*** DATA LISTING ***
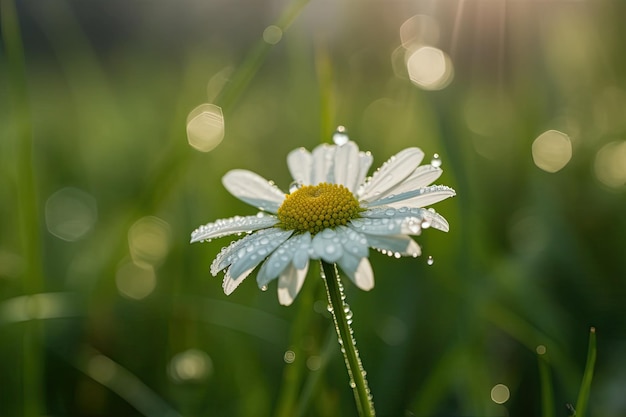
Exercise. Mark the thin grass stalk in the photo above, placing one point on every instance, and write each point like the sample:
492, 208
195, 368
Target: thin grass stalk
585, 386
27, 208
340, 311
545, 383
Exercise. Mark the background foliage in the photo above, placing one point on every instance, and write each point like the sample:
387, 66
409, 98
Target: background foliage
107, 310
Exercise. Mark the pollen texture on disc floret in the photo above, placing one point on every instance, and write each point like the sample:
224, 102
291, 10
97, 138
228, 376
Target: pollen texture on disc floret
314, 208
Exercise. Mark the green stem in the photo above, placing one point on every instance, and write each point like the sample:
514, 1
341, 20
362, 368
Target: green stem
27, 209
585, 385
340, 311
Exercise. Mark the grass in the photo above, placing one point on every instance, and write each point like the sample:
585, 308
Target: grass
97, 102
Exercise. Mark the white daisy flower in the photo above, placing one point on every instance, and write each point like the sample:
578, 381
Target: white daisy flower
333, 213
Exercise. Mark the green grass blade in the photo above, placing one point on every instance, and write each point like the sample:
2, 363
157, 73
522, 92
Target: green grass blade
585, 386
545, 382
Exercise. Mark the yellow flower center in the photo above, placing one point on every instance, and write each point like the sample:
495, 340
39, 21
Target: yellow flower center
314, 208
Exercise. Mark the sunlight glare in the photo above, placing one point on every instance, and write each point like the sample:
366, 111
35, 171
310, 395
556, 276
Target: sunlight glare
205, 127
272, 34
552, 150
134, 281
500, 394
70, 214
419, 30
429, 68
192, 365
610, 164
149, 241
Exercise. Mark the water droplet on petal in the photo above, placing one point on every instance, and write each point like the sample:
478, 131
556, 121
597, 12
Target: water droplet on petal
436, 161
340, 137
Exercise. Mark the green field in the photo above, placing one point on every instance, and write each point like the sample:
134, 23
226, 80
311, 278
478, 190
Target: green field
107, 310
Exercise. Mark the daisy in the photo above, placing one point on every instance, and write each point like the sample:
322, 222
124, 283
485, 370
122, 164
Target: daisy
333, 212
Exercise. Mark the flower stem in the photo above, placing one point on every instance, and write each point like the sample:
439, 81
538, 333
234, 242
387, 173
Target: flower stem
342, 317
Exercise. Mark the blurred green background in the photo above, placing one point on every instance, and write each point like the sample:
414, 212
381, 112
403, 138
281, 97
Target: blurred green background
106, 310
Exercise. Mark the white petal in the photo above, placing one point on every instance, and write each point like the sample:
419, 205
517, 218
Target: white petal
256, 250
238, 249
397, 244
348, 264
322, 164
391, 226
365, 162
225, 227
364, 276
279, 259
299, 162
421, 177
230, 284
394, 171
416, 198
289, 284
347, 166
327, 246
253, 189
301, 257
352, 241
420, 217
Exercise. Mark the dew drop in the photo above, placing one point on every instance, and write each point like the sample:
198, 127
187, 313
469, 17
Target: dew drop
340, 137
436, 161
289, 356
414, 226
294, 186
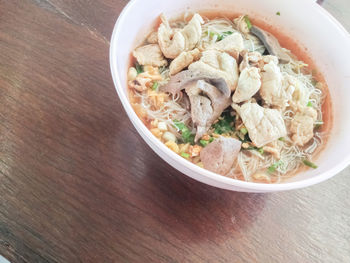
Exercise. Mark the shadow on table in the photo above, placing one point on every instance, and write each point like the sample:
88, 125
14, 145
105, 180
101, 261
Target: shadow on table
200, 212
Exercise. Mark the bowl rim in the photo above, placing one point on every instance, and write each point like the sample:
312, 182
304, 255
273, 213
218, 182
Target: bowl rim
227, 181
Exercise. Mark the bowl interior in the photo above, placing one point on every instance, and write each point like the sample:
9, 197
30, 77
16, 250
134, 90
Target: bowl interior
325, 39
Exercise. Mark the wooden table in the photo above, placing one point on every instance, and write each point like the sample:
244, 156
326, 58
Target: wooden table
78, 184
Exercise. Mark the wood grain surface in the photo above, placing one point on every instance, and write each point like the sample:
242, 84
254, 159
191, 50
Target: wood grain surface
78, 184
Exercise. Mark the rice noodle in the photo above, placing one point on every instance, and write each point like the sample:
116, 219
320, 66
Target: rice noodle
248, 162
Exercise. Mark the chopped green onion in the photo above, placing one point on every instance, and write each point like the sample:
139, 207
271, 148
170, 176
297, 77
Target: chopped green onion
310, 164
162, 69
186, 134
224, 34
185, 155
318, 126
247, 20
274, 167
204, 143
252, 148
139, 68
212, 34
244, 131
155, 86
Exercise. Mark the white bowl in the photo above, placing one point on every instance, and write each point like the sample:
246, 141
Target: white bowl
328, 44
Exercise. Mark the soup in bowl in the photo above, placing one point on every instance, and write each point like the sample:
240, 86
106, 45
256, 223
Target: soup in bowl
238, 96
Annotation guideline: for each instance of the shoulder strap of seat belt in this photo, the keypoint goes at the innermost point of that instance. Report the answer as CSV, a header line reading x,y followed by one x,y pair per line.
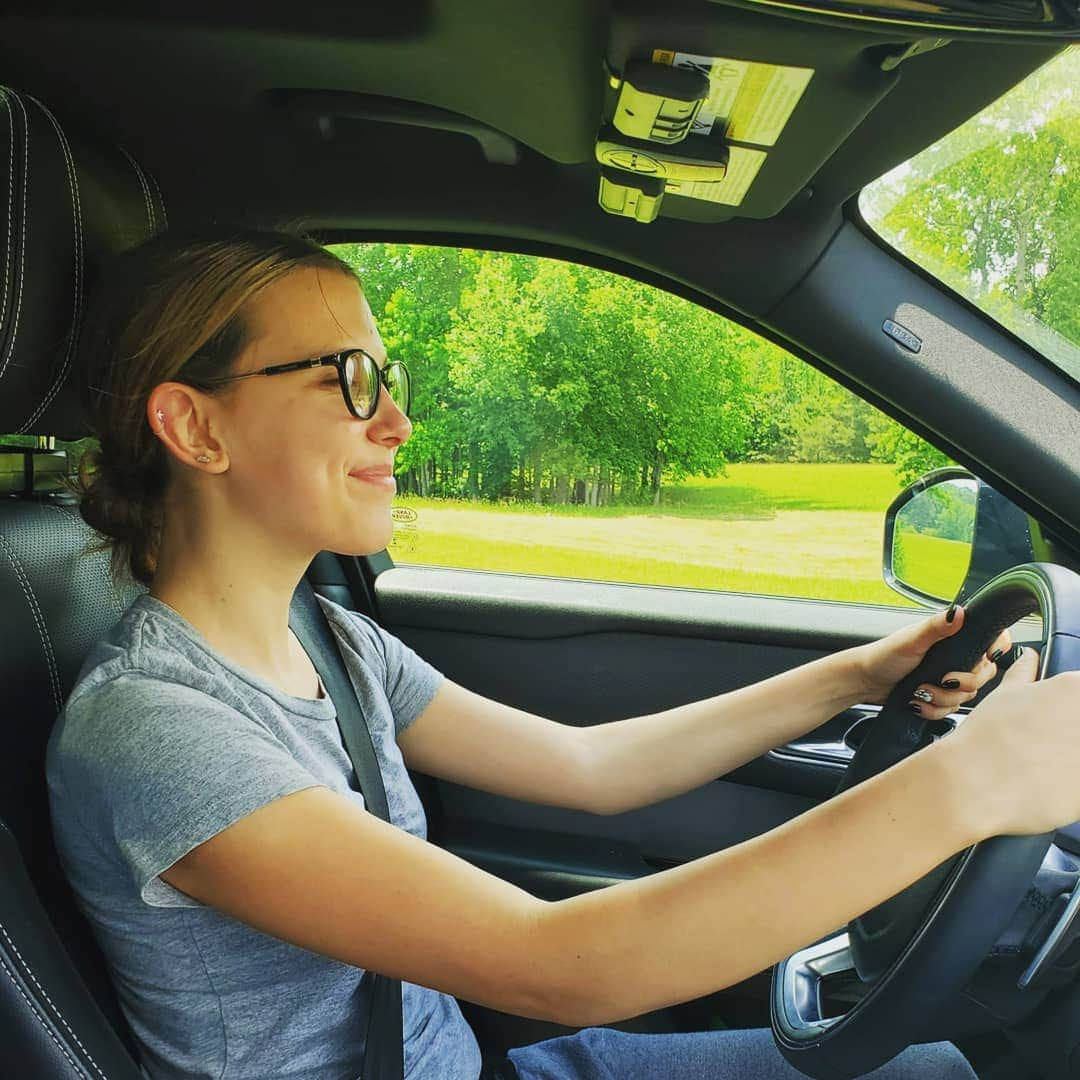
x,y
383,1053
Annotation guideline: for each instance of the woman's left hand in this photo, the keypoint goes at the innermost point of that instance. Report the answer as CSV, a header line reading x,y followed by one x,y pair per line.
x,y
883,663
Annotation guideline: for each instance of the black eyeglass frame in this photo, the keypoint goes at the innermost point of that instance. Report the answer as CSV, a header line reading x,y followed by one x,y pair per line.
x,y
336,360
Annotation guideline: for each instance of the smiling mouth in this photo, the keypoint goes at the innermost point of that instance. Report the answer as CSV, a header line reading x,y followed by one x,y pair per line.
x,y
380,477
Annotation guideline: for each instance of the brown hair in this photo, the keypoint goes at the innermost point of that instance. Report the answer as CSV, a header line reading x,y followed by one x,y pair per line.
x,y
171,309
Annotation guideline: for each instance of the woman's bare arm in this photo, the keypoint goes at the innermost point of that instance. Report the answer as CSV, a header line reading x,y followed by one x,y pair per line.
x,y
318,871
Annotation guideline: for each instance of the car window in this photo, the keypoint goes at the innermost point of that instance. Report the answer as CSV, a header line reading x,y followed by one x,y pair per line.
x,y
993,210
571,422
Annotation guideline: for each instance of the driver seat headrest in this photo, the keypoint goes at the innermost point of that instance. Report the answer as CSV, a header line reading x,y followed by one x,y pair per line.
x,y
68,206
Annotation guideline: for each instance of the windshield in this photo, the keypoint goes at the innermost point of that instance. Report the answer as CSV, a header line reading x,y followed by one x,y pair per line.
x,y
993,210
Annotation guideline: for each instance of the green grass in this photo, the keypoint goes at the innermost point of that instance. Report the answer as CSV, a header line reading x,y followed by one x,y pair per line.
x,y
790,530
932,564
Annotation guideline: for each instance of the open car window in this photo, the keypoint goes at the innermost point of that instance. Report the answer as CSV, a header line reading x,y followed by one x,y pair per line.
x,y
993,210
571,422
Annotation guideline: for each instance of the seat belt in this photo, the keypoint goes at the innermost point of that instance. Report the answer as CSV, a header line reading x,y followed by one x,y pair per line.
x,y
383,1053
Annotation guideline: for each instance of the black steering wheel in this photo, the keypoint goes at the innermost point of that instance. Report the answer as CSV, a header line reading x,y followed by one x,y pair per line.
x,y
914,954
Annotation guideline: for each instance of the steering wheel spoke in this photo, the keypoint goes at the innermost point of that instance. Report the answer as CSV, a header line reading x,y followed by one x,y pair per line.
x,y
910,956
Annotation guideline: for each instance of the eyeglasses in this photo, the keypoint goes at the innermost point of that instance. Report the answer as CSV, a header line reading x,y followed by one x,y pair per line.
***
● YOUR GOAL:
Swap "photo" for "image" throughout all of the data above, leaving everything else unchanged. Leave the pictures out of the answer.

● COMPLETED EXERCISE:
Exercise. Mark the thin grass stalk in the image above, placing one point on every instance, and write each point like the sample:
492, 208
195, 368
Target: thin grass stalk
585, 386
27, 208
340, 311
545, 383
Exercise. Mark the background foliage in the image above, placing one point on every instance, and write each point like the sample:
387, 66
409, 98
Target: background foliage
107, 310
Exercise. Mark the pollen texture on disc floret in the image above, placing one point on every instance, and write each point like the sample:
224, 102
291, 10
97, 138
228, 376
Target: pollen texture on disc floret
314, 208
Exercise. Mark the green stem in the image above, placing one point on every instance, and write each point like the sample:
514, 1
341, 20
362, 368
Target: green stem
27, 209
585, 385
340, 311
Exercise. Mark the grass in the image above, placing one point on every instance, and write each point like the sample:
585, 308
Target: grass
97, 102
Exercise. Mark the white daisy flower in the image above, placing one point on every instance, and write each point like the sample:
578, 381
Target: white daisy flower
333, 213
Exercise. Mark the green grass blade in the image above, placing one point on every instance, and write each point like the sample:
2, 363
157, 73
522, 92
Target: green grass blade
585, 386
545, 382
Exercise. Mark the yellow flower center in the image above, placing one point on every instance, and write each point like the sample:
495, 340
39, 21
Target: yellow flower center
314, 208
Exercise. Mark the sunlight glare in the image above, placing one point on every instance, and write each point like the sample:
366, 111
35, 171
310, 395
556, 276
Target: sunlight glare
205, 127
272, 34
552, 150
134, 281
500, 394
70, 214
419, 30
429, 68
192, 365
610, 164
149, 241
Exercise. Mark the water droplet on petal in the image above, placing one point on every instance, and write each point like the sample:
478, 131
556, 121
597, 12
Target: water droplet on petal
436, 161
340, 137
Exercise. Mark the green field in the image above, placing one point on every instance, and write each point like the sample:
134, 23
226, 80
311, 278
478, 190
Target: green field
107, 310
Exercise. Mark the daisy in the image above, placing one point on every instance, and write each point like the sample:
322, 222
124, 283
485, 370
122, 164
Target: daisy
333, 212
Exercise. Mark the flower stem in the image above, placing one point on every instance, and write each point like the sample:
439, 81
538, 333
234, 242
387, 173
Target: flower stem
342, 317
Exercise. Mark the blurred green background in the image above, placing one point on every instance, and write each point like the sample:
414, 212
381, 112
403, 138
281, 97
Target: blurred green background
106, 310
Exercise. Mark the white petal in the image above, placing one point on every instance, and write each point like the sample:
419, 205
517, 218
Target: white petal
256, 250
238, 249
397, 244
348, 264
322, 164
391, 226
365, 162
225, 227
364, 276
279, 259
299, 162
421, 177
230, 284
394, 171
416, 198
289, 284
347, 166
327, 246
253, 189
301, 257
352, 241
420, 217
Exercise. Mark the dew drop in the image above, placing one point on every instance, and write each point like the sample:
198, 127
187, 313
469, 17
Target: dew drop
340, 137
436, 161
289, 356
414, 226
294, 186
Exercise. Mark the shadow on table in the image above, placing one point on every instance, and write each point like the sample:
88, 125
14, 145
105, 180
101, 261
Target: shadow on table
200, 212
Exercise. Mark the bowl rim in the image above, placing one point on every instance, and write each point like the sample:
312, 182
304, 255
273, 213
218, 182
Target: bowl rim
227, 181
Exercise. Mark the bowl interior in the image above, placing one point on every instance, and write each point like the sample:
9, 197
30, 77
16, 250
134, 90
Target: bowl interior
325, 39
Exercise. Mark the wooden table in the image above, placing one point on every instance, and write each point like the sample:
244, 156
326, 58
Target: wooden table
78, 184
Exercise. Mark the wood grain surface in the image above, placing one point on every instance, and write each point like the sample:
242, 84
254, 159
191, 50
Target: wood grain surface
78, 184
Exercise. Mark the rice noodle in the image above, placing one point on every instance, and write each point like the sample:
116, 219
320, 66
Target: rice noodle
248, 162
Exercise. Mark the chopped green onion in the image above, placing one point on every instance, and write each point like the sample:
139, 207
271, 148
170, 176
297, 77
Target: chopped green onion
310, 164
162, 69
186, 134
224, 34
185, 155
318, 126
247, 20
274, 167
204, 143
252, 148
139, 68
212, 34
244, 131
155, 86
Exercise. Mark the white bowl in the image above, placing one point on every instance, and write each point like the sample:
246, 141
Target: white bowl
328, 44
Exercise. Mark the soup in bowl in the image above, placing one point on every instance, and write each point like the sample:
240, 86
106, 45
256, 223
Target: soup in bowl
238, 96
Annotation guideline: for each instance of the shoulder strap of seat belt in this image, the keypoint goes at the innermost point of that instance. Report the answer as CSV, a header line reading x,y followed by one x,y pair per line.
x,y
383,1053
Annotation guideline: for each instance of the woman's left hand in this image, the keypoint goes at the innermost point of that instance. Report the answer as CSV, a header line reading x,y followed by one x,y pair per line.
x,y
883,663
Annotation guideline: for each instance of the black eyeglass frame in this image, the keypoint goes at the innermost point of that instance. Report the answer as CSV, a header line reading x,y followed by one x,y pair per line.
x,y
336,360
Annotation guideline: for each instance of the smiling mouth in this image, the keypoint goes at the innermost point of that instance. Report the answer as CSV, a header line reading x,y followed by one x,y pair per line.
x,y
380,477
Annotation guideline: for each instance of the brown hair in this image, the keypoint goes at the innermost point of that instance. Report the answer as CSV, a header line reading x,y followed by one x,y pair per line.
x,y
171,309
Annotation guideline: for each instance of the woman's bare arm in this image, the keypoint goes at the innermost point of that instance. Report the answer as CSV, a header line reading x,y followed by one x,y pair per line.
x,y
318,871
Annotation guideline: for each instance of the car window in this image, the keypoint goes at the innermost point of that instance. Report the answer as CSV, a header line reading x,y followed by one x,y pair per line.
x,y
993,210
571,422
Annotation guideline: for each instance of the driver seat headrest in this image, the keypoint goes at the innermost point of that instance. Report the answer as CSV, a header line reading x,y followed by one x,y pair per line.
x,y
68,206
Annotation guideline: for each instance of the windshield in this image, the keypoint goes at the innermost point of that instance. Report the answer as CSV, a header line reading x,y followed by one x,y pair per line.
x,y
993,210
Annotation guideline: for each instance of the green grass in this image, the keypoint goes at the innermost point of that instance. Report the answer as CSV, a header line reading x,y followed by one x,y pair per line.
x,y
790,530
932,564
Annotation guideline: for each instance of the open car window in this image, the keypoint goes at the innermost point of that instance. Report the answer as CSV, a header line reading x,y followed by one x,y pair per line.
x,y
993,210
571,422
Annotation guideline: for each instance of the seat belt in this image, the keypoint goes at the innermost point of that instance. Report the answer as CSV, a header line reading x,y followed by one x,y pair per line.
x,y
383,1053
Annotation guideline: for each instance of the black steering wheel in this image, the keypoint goes at the innermost point of that instance. Report the answer as CSV, a header line reading x,y followed by one x,y pair per line.
x,y
914,954
Annotation guideline: for each instance of the steering wheel spoke in this image, the keypoint goes at the innermost point of that instance. Report the answer as CSV, a header line reading x,y followed by one x,y pair per line.
x,y
910,956
Annotation guideline: for each instance of the eyeglasses in this image, the keypoint goes at the innermost point of that instance. Report the answer as CSV, a header line reading x,y followed by one x,y pair per line.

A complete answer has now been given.